━━ Given information ━━

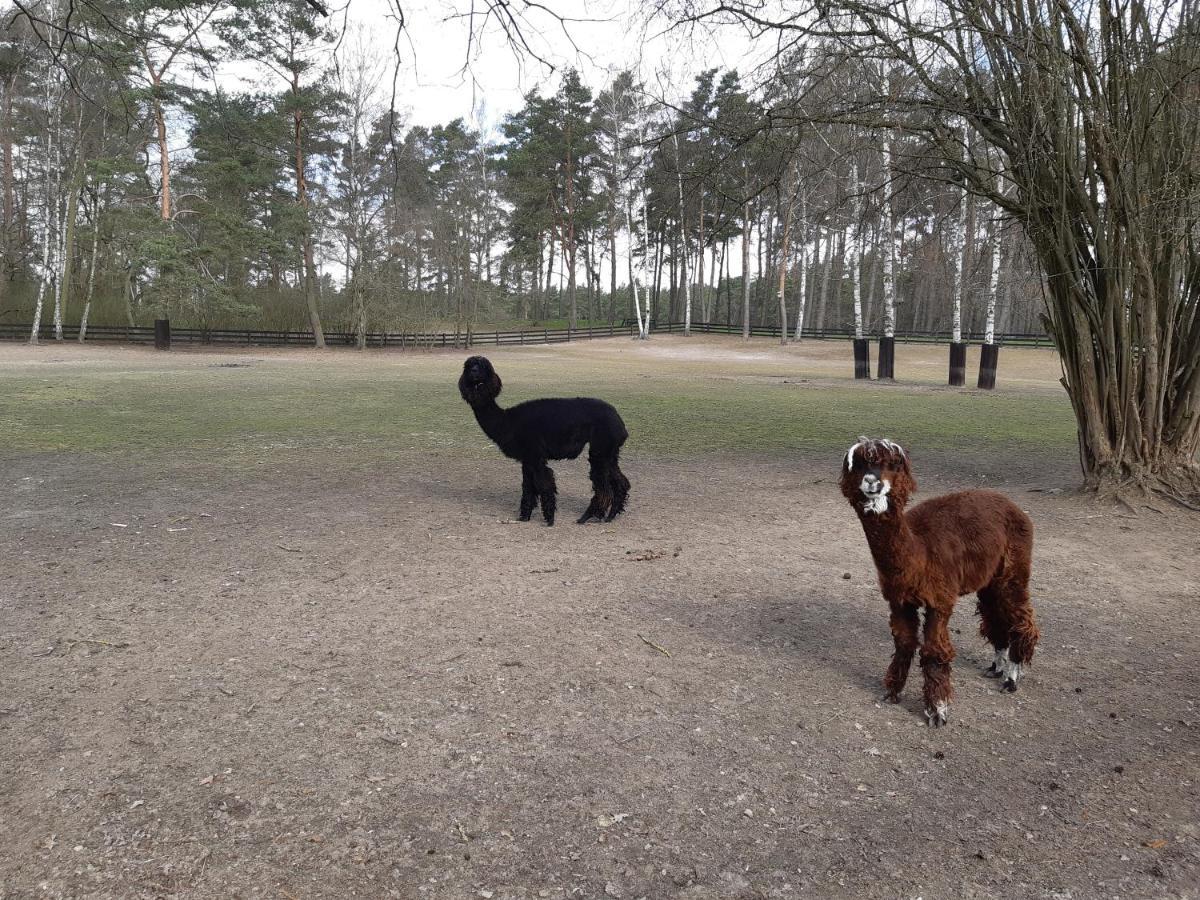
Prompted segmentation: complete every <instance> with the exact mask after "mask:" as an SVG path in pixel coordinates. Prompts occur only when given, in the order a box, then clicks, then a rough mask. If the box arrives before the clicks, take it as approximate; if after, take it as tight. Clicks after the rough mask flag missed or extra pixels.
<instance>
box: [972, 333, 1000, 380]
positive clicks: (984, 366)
mask: <svg viewBox="0 0 1200 900" xmlns="http://www.w3.org/2000/svg"><path fill="white" fill-rule="evenodd" d="M998 365H1000V344H998V343H985V344H984V346H983V347H980V348H979V383H978V384H977V385H976V386H977V388H982V389H983V390H986V391H990V390H994V389H995V386H996V368H997V367H998Z"/></svg>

━━━

◆ Assigned task
Show the lines of the material that contain the word "instance".

◆ Task result
Prompted segmentation: complete every <instance> with the exact mask after "mask:" as an SVG path in pixel coordinates. Prompts occur only when given, in the order a box, then clicks, then a rough mask. If the box arrives before the clicks, take it as approximate; if after, take it as tight. Clicks after the rough mask flag missed or extra pixels.
<instance>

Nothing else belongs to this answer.